▶ **WHAT THE EXERCISE ASKS**
Every record should be repeated exactly, except that pictures are left out.

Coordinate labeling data
++++++

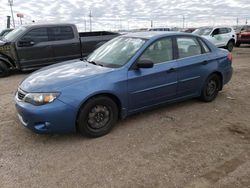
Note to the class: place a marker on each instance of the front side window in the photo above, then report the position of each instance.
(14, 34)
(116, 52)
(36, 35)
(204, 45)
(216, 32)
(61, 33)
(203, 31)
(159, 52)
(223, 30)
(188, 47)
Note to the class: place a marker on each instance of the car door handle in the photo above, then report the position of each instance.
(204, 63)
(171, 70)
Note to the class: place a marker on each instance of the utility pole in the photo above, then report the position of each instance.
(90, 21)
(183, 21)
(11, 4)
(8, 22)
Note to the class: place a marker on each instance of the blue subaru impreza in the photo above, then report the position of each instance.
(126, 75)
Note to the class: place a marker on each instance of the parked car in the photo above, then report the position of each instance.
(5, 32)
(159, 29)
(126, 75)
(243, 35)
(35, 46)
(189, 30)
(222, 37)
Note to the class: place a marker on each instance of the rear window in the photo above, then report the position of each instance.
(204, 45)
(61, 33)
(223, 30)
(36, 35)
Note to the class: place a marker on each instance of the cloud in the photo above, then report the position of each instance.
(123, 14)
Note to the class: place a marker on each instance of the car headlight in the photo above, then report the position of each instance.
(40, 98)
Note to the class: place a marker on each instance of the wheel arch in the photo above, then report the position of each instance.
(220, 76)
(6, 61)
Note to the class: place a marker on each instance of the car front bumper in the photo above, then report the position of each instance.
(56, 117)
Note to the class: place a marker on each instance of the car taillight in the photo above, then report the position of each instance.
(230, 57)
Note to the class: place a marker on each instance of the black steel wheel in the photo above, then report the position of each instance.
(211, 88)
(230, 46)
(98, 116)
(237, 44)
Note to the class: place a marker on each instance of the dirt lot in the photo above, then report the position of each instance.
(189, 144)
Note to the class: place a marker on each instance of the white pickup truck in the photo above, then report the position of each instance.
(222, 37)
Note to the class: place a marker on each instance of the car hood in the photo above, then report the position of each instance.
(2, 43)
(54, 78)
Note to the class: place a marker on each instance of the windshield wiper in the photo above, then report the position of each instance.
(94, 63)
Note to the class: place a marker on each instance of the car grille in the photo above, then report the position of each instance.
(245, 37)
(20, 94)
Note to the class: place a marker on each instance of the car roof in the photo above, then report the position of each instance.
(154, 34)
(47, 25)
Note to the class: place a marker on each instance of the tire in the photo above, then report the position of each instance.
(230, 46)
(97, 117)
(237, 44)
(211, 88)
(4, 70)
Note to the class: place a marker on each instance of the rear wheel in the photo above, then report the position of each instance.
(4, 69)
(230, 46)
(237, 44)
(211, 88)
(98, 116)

++++++

▶ **TASK RESPONSE**
Note to the class: place a marker on each instance of the front side window in the photo above, then report the position of each instance.
(14, 34)
(116, 52)
(36, 35)
(204, 45)
(216, 32)
(61, 33)
(203, 31)
(159, 52)
(223, 30)
(188, 47)
Note to the class: place a marker on each instance of the car door handle in the photo above, then report the position of each instance.
(204, 63)
(171, 70)
Note to the class: place a marker on each instance of the utility pole in the photo above, then report the position of each instance.
(90, 21)
(183, 21)
(11, 4)
(8, 22)
Note to the class: place a marker on each instance of the blue subaru impreza in the photo above, then report the position of each instance.
(126, 75)
Note to the class: place a marker on each instance of the parked car in the photo above, then report the position of each instance.
(5, 32)
(159, 29)
(126, 75)
(243, 35)
(35, 46)
(189, 30)
(222, 37)
Note to the class: place a marker on each instance of the rear window in the photo above, then report the position of each instance.
(204, 45)
(61, 33)
(223, 30)
(36, 35)
Note to the class: place a marker on each instance of the cloud in the photo above, then report the position of each instance.
(123, 14)
Note to the class: place a marker on each instance of the car headlight in the photo above, then report the position of each instance.
(40, 98)
Note to the class: place a marker on each instance of the wheel arch in the photo above, then report the position of each instance.
(220, 76)
(6, 61)
Note to the class: place a marker on each instance of the car front bumper in the photo above, then report the position of each instance.
(56, 117)
Note to the class: place a marker on each instance of the car taillight in the photo above, then report the position of each instance.
(230, 57)
Note to the class: place a marker on each instance of the black steel wheel in the photo above, then report the position of each instance.
(211, 88)
(230, 46)
(98, 116)
(237, 44)
Note to the class: place a marker on each instance of the dirt lot in the photo above, then report the position of each instance.
(189, 144)
Note to the class: place a marker on each instance of the white pickup truck in the photo above, then report the position of each instance.
(222, 37)
Note to the class: place a marker on each instance of the car hood in the photo above, then report the position of each instance.
(2, 43)
(54, 78)
Note to the class: place a marker on each instance of the windshield wiper in the photo above, then report the position of each instance.
(94, 63)
Note to the class: place a marker on each instance of the car grille in the photo above, then report the position of each instance.
(245, 37)
(20, 94)
Note to the class: place a marker on each instance of the car roof in the photo above, then report the position of each instance.
(154, 34)
(47, 25)
Note to the class: place a marker on each instance of the tire in the photo above, then report the position of each instance.
(230, 46)
(97, 117)
(237, 44)
(211, 88)
(4, 70)
Note to the class: place a marker on each instance of the rear wheel in the photo above, then report the position of each instance.
(4, 69)
(230, 46)
(237, 44)
(211, 88)
(98, 116)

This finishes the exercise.